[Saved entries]
________

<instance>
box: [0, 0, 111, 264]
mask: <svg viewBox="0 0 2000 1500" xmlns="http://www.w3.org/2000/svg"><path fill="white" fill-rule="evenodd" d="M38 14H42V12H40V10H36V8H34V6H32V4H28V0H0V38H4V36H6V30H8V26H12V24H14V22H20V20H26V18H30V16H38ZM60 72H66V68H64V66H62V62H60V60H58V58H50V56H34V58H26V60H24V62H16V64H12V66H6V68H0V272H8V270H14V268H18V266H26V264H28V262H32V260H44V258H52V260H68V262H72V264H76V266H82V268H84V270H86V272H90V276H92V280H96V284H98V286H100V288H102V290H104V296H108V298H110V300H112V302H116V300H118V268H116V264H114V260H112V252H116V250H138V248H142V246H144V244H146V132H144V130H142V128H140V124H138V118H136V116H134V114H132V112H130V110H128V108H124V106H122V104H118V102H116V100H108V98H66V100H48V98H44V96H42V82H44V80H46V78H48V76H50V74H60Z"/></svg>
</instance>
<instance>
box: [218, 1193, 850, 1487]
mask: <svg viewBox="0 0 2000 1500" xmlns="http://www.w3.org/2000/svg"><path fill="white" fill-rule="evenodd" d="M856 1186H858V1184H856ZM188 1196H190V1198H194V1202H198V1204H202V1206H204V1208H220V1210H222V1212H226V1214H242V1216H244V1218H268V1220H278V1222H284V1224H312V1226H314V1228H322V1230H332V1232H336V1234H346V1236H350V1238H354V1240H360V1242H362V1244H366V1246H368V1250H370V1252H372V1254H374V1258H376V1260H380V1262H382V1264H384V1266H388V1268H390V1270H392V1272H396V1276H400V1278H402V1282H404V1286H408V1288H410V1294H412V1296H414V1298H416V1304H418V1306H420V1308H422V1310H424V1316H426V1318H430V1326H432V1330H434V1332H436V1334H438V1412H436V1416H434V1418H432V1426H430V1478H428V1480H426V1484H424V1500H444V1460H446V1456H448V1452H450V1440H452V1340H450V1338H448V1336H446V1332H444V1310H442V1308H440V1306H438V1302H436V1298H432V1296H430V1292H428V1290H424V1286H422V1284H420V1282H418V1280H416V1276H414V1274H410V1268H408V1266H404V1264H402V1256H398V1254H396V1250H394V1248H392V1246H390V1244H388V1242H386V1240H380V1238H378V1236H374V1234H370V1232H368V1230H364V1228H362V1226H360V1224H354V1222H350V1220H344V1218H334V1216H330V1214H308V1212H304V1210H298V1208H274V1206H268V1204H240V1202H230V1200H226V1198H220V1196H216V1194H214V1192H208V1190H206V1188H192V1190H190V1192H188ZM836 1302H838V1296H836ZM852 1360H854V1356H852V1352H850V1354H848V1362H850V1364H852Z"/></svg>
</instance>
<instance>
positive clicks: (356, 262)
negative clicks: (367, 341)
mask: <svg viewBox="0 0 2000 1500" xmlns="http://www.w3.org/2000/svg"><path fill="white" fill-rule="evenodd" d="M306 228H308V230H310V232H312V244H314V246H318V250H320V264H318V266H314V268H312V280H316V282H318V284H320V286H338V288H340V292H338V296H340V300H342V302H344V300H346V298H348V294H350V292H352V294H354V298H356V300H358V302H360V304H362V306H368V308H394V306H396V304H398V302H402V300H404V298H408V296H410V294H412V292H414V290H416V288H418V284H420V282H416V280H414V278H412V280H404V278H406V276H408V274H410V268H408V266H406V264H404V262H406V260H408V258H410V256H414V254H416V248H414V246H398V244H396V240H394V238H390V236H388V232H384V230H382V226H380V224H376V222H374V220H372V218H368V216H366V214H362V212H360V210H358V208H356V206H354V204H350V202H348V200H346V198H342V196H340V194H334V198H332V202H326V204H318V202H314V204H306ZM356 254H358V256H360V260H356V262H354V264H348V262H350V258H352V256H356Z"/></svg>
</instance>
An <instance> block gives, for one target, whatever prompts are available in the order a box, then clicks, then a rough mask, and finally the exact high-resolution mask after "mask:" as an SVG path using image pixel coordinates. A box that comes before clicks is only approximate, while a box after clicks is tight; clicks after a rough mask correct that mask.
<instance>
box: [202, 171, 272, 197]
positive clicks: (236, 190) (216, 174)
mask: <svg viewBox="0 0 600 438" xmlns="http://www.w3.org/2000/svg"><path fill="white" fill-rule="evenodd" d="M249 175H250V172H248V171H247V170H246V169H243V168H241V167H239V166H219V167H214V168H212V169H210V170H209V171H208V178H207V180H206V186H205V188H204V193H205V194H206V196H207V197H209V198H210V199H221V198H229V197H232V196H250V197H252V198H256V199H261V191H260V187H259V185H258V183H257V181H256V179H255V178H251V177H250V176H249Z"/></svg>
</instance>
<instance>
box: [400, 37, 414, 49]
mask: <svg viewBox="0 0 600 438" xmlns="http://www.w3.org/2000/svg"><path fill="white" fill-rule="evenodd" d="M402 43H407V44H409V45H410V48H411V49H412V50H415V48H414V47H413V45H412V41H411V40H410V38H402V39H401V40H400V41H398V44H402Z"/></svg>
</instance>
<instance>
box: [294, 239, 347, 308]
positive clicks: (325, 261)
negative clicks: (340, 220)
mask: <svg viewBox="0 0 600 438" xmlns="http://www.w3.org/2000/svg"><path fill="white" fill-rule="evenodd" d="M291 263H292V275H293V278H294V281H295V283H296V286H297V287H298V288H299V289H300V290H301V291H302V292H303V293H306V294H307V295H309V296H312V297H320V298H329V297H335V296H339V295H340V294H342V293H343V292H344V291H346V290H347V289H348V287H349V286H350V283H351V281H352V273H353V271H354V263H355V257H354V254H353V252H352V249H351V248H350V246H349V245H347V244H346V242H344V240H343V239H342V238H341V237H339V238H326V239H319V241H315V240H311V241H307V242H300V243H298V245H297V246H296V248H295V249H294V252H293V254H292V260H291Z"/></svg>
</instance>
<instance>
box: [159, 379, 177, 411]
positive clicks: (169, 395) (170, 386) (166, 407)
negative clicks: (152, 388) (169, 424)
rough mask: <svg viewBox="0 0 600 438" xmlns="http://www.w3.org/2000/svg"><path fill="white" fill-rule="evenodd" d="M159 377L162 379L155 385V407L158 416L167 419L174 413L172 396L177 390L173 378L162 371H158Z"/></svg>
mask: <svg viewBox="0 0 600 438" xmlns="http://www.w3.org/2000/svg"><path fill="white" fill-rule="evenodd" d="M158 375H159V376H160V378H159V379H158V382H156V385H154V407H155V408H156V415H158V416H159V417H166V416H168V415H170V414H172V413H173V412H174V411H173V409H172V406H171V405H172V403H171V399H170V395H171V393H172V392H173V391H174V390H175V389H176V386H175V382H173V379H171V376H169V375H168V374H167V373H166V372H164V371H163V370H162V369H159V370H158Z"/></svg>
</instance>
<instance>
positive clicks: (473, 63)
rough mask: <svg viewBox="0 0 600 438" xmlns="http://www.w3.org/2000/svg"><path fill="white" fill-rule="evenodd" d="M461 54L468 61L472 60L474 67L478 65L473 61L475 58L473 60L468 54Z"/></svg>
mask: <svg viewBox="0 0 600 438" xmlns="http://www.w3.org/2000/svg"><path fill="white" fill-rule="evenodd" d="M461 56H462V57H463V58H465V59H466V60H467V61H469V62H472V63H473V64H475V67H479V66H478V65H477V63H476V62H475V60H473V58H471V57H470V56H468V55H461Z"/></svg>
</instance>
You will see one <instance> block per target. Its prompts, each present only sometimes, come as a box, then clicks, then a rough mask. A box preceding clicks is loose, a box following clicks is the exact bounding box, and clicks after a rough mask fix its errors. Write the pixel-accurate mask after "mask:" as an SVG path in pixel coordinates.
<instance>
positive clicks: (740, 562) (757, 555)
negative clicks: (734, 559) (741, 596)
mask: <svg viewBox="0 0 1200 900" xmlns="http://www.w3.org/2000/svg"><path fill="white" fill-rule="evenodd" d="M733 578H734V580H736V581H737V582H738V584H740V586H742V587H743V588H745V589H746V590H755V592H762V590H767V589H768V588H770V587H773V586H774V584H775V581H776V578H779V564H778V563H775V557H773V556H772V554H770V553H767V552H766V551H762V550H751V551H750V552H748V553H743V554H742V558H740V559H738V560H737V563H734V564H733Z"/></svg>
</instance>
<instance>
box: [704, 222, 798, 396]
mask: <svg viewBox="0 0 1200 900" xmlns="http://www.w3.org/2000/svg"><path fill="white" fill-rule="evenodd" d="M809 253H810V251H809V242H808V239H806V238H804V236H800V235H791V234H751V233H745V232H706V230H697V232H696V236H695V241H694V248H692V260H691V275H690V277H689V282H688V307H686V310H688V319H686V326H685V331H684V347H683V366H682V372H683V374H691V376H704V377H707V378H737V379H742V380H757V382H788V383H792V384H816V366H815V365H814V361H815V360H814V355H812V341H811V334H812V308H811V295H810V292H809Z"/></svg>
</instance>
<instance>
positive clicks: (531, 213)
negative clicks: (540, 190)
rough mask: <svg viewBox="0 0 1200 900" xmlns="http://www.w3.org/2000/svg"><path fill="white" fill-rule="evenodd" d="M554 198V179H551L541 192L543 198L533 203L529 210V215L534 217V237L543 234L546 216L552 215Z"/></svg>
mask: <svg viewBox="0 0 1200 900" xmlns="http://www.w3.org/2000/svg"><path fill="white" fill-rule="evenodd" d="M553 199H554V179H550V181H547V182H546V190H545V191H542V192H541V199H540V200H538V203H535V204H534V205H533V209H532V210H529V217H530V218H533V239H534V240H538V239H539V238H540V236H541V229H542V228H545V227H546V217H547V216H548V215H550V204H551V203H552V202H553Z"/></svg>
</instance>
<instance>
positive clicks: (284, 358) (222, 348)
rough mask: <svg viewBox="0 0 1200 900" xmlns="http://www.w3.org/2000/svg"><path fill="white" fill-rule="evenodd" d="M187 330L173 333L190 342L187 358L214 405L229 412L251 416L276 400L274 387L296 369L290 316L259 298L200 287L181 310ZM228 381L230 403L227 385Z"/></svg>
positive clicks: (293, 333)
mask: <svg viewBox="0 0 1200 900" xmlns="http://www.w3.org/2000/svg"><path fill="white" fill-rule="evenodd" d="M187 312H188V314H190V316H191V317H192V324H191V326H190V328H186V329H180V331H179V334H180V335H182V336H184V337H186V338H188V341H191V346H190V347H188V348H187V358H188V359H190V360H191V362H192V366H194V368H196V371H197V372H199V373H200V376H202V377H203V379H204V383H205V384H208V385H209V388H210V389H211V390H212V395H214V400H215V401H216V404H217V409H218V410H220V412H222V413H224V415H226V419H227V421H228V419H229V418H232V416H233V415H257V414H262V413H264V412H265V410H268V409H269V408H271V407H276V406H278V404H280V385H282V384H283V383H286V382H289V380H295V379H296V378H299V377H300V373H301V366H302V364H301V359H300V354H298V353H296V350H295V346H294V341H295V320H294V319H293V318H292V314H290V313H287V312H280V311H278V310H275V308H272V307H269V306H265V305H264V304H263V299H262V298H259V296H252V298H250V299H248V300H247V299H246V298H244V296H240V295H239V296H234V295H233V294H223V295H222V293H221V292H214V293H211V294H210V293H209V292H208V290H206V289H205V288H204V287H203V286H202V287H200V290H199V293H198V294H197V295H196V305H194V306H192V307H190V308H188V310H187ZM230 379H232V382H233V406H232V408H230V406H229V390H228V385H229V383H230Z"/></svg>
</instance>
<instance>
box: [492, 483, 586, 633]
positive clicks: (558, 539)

________

__Instructions for the task__.
How many lines of the records above contain the word "negative"? Reply with the number alone.

__Solution for this task__.
5